# About this task
Copy all lines containing the string "every" from the records below.

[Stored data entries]
[Start of section]
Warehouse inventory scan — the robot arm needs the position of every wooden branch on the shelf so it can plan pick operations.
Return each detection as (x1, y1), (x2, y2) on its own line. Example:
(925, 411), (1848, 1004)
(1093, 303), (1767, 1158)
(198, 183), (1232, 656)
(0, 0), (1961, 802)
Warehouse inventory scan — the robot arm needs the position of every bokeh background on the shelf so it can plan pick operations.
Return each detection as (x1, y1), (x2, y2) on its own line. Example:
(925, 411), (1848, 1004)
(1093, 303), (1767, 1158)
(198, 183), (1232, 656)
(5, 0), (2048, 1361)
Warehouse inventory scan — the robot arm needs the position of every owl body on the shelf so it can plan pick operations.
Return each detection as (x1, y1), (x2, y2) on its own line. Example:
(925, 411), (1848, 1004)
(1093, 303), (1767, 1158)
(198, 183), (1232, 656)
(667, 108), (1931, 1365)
[End of section]
# Response
Warehouse inventory scan — the robot arm needs the position of every wooden branch on the shelf so it can plan pick operations.
Warehouse inventory scan — the robot arm needs the position of every bokeh background on the shelf so it can plan pick operations.
Warehouse inventory scan — the robot arm needs the position of every owl body on the shelf so it can plan pick operations.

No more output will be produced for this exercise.